Exercise A >> Return every line in the records that contains the word "chair", matching case exactly.

Passage to read >>
◆ ◆ ◆ ◆ ◆

It’s unclear how Russia would send additional troops to Moldova given that the country is wedged between Ukraine – which has proven itself adept at shooting Russian warplanes out of the sky – and Romania, a member of NATO.

Mr. Podolyak said Moscow would benefit from any unrest in Moldova because it would stir concerns in Europe that the war in Ukraine was spilling beyond its borders, potentially creating fresh pressure on Kyiv to begin peace negotiations. Mr. Zelensky has repeatedly said there is nothing to discuss with Mr. Putin until all Russian troops have left Ukrainian soil.

Russia currently occupies about 15 per cent of Ukraine’s territory, nearly all of it in five regions in the east and south that Mr. Putin claims to have annexed. The front line has changed little since November, despite high daily losses on both sides.

“They are trying to distract Europe by creating another unstable region, to make them so scared that Europe will say: ‘The war in Ukraine must stop immediately because it’s spreading chaos,’ ” Mr. Podolyak said. “This is the dream of Putin, because what he urgently needs is a ceasefire that freezes the front line in the occupied territories.”

However, Moscow says Ukraine and its allies in the West are the ones instigating tensions in Moldova, with the aim of creating a pretext to attack the Russian troops stationed in Transnistria.

“The situation is unsettled, it is being provoked, provoked from outside,” Kremlin spokesman Dmitry Peskov said Monday. “We know that our opponents in the Ukrainian regime, the Kyiv regime, as well as those in European countries, are capable of various types of provocation.”

◆ ◆ ◆ ◆ ◆

Records shown >>
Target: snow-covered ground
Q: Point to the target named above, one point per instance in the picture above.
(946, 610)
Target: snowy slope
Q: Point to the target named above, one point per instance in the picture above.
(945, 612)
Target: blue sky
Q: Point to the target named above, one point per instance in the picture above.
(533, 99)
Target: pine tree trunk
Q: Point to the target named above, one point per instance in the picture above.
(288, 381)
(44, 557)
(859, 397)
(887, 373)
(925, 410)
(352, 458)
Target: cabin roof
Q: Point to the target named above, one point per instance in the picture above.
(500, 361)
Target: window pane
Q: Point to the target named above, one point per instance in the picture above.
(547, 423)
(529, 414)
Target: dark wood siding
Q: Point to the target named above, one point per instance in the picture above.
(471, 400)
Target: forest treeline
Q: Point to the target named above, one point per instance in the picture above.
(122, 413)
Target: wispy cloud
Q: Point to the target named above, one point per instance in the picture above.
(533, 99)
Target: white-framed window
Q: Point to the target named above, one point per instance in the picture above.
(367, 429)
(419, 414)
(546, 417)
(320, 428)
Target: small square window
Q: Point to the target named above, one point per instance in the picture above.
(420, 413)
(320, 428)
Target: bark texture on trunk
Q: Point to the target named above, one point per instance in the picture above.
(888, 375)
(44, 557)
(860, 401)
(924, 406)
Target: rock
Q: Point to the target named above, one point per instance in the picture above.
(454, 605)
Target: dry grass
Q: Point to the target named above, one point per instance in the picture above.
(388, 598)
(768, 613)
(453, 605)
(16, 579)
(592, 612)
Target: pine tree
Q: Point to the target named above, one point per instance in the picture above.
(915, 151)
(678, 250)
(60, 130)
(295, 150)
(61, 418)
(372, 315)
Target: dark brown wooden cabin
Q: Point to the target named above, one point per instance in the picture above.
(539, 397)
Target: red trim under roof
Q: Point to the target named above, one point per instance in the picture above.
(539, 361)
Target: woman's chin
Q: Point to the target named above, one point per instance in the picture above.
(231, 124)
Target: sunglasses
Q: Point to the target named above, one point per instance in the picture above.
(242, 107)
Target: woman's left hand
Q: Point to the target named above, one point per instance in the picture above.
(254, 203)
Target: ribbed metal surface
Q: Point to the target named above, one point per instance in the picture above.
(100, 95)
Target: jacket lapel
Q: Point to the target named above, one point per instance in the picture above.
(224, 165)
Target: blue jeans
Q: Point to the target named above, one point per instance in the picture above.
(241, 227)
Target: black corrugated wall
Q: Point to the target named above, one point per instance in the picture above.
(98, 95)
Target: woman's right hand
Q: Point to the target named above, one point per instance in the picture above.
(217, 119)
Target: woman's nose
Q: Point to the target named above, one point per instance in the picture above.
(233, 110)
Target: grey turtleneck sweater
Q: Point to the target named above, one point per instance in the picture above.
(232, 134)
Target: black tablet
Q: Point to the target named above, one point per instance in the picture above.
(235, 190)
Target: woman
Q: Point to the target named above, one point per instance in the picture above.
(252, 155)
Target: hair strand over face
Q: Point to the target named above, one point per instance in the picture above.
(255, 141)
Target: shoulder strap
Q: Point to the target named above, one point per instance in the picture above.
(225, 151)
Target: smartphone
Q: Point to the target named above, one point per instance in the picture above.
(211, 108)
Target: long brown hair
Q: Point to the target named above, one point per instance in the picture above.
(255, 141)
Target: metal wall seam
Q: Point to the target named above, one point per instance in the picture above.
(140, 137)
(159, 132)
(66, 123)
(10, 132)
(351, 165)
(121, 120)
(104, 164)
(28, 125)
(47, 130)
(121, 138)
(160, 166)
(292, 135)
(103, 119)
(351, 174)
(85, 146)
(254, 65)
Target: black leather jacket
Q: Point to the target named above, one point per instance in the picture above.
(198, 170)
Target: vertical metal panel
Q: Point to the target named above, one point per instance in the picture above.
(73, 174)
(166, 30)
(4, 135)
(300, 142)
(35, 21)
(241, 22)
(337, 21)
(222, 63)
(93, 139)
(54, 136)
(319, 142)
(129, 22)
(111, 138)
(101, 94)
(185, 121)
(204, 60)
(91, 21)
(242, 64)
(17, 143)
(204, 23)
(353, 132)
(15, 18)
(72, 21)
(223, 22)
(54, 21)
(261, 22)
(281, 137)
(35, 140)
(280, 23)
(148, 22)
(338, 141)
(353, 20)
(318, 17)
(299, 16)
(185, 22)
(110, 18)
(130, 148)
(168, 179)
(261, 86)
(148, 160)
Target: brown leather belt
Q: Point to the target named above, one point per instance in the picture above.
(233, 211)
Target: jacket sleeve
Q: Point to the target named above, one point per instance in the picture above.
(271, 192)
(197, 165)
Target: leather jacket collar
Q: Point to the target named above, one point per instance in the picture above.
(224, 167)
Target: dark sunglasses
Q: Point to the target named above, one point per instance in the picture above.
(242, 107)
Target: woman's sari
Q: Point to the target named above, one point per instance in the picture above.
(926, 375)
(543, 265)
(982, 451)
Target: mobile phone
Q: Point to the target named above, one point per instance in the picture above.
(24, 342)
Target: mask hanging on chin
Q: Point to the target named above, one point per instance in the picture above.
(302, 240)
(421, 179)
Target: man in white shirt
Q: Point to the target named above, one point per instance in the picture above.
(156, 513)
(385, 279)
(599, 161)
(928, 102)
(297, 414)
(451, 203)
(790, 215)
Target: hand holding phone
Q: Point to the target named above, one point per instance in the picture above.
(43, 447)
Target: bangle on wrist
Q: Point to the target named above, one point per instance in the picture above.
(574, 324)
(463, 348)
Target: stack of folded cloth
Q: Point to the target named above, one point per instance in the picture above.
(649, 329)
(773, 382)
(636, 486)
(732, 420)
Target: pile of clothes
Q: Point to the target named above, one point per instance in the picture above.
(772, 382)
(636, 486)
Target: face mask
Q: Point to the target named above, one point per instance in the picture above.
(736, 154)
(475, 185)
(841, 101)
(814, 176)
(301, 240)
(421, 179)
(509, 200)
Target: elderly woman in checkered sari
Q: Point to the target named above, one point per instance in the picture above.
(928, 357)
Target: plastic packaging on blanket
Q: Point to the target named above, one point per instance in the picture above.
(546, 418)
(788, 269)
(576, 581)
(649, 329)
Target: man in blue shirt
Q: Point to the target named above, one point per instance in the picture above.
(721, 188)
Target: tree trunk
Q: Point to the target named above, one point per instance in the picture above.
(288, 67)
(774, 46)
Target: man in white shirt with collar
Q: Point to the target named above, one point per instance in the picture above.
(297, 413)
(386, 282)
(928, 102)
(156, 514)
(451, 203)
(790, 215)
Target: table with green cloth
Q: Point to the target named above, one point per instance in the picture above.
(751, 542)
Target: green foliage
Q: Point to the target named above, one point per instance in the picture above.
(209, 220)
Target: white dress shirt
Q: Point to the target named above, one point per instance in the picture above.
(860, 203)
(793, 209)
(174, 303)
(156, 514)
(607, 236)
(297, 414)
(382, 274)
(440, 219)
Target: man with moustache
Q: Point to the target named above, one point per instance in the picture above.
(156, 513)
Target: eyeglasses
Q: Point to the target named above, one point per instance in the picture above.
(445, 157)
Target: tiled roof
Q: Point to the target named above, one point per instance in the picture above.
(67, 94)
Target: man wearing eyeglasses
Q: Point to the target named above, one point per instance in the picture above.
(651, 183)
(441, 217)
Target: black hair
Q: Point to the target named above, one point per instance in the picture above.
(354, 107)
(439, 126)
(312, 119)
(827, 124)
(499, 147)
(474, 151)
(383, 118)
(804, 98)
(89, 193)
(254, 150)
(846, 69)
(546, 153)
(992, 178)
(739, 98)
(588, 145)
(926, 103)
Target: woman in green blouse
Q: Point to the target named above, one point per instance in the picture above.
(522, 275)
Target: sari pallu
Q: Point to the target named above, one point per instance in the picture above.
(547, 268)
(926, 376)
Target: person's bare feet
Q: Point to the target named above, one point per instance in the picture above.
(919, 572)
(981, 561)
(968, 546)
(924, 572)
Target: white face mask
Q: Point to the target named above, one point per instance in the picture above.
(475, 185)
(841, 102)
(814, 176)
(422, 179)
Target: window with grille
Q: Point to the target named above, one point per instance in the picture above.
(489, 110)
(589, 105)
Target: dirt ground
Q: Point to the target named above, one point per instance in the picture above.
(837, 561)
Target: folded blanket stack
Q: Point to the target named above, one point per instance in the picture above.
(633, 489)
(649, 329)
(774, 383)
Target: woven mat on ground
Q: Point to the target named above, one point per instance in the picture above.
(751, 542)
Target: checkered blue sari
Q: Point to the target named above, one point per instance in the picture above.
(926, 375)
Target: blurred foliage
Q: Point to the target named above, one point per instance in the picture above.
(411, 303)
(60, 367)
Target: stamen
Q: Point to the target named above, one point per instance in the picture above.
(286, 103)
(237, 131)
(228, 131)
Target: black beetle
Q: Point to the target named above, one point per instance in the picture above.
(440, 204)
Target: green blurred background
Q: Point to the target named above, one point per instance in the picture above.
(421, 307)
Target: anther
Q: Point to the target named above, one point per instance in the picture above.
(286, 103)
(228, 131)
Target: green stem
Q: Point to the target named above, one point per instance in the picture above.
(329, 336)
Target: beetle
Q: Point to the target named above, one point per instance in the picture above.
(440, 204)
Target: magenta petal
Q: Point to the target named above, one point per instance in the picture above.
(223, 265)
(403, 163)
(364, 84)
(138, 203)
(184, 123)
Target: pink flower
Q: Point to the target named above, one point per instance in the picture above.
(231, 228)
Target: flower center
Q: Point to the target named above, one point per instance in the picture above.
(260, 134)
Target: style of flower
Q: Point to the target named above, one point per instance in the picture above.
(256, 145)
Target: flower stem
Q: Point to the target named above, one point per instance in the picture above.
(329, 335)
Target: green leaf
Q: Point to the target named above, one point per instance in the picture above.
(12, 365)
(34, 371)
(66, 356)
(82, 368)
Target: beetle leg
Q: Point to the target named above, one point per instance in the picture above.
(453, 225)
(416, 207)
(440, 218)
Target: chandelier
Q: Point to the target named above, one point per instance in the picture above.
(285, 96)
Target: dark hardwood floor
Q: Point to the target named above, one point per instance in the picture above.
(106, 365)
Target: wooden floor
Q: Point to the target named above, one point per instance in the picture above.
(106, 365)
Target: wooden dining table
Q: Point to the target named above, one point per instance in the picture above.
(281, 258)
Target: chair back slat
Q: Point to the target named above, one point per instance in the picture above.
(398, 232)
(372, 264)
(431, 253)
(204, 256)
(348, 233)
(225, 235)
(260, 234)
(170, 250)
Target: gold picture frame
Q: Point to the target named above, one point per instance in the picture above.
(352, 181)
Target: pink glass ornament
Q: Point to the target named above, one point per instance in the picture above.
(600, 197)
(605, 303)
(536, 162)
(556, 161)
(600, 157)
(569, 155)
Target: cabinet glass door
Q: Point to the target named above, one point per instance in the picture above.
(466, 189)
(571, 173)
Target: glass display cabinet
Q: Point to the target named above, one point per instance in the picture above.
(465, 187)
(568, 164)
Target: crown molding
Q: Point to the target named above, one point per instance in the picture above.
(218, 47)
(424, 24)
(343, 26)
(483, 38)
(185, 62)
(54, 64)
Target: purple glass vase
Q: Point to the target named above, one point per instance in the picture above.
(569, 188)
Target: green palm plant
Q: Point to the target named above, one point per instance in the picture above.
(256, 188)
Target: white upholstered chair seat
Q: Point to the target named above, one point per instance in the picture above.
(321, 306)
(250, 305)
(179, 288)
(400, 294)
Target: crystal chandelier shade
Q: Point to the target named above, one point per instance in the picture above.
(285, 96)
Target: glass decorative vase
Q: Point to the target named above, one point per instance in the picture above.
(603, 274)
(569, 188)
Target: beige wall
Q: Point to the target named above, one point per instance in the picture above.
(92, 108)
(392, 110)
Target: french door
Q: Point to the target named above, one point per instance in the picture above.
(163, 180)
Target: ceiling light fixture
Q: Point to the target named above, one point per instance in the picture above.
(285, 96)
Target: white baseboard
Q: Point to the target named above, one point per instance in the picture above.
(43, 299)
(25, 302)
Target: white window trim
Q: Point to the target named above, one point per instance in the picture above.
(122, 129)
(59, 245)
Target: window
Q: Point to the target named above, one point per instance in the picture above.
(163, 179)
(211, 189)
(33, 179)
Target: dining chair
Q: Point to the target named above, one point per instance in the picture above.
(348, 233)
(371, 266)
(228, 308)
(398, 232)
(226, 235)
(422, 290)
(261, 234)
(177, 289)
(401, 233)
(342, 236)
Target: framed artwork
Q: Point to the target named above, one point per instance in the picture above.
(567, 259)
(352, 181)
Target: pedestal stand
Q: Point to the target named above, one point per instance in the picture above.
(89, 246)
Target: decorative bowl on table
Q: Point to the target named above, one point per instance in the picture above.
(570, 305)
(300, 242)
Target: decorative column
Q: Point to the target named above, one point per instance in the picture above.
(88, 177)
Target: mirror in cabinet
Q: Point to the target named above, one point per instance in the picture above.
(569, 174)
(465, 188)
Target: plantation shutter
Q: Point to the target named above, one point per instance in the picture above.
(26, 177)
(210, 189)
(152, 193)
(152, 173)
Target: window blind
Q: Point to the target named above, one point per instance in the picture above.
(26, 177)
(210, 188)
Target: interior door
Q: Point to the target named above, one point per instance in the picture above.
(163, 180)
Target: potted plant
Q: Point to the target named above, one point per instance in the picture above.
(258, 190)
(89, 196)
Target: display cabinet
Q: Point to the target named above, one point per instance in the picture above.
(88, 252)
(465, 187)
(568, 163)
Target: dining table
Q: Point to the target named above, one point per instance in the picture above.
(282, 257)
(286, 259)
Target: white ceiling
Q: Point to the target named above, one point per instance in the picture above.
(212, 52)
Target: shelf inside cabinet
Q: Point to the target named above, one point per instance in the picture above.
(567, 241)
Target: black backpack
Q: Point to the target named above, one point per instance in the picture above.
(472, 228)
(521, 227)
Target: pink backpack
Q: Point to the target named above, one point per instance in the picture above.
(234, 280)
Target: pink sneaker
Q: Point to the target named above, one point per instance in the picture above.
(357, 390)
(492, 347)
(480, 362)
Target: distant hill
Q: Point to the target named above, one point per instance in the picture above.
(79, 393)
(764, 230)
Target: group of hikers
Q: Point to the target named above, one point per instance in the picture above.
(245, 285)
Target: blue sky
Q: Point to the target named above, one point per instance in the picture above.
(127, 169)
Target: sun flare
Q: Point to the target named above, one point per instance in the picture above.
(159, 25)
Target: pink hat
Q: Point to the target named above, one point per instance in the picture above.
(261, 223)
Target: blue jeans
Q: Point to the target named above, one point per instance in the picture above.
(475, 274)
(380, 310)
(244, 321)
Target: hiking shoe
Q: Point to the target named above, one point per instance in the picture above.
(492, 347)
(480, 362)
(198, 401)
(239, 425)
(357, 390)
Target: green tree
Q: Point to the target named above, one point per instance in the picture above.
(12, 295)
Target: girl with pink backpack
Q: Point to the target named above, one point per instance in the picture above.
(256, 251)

◆ ◆ ◆ ◆ ◆

Exercise B >>
Answer these questions from the passage on Moldova.
(i) About how much of Ukraine's territory does Russia currently occupy?
(ii) Which NATO member does the passage say borders Moldova?
(iii) Who is identified as the Kremlin spokesman?

Correct output A >>
Target: chair back slat
Target: white upholstered chair seat
Target: dining chair

Correct output B >>
(i) About 15 percent.
(ii) Romania.
(iii) Dmitry Peskov.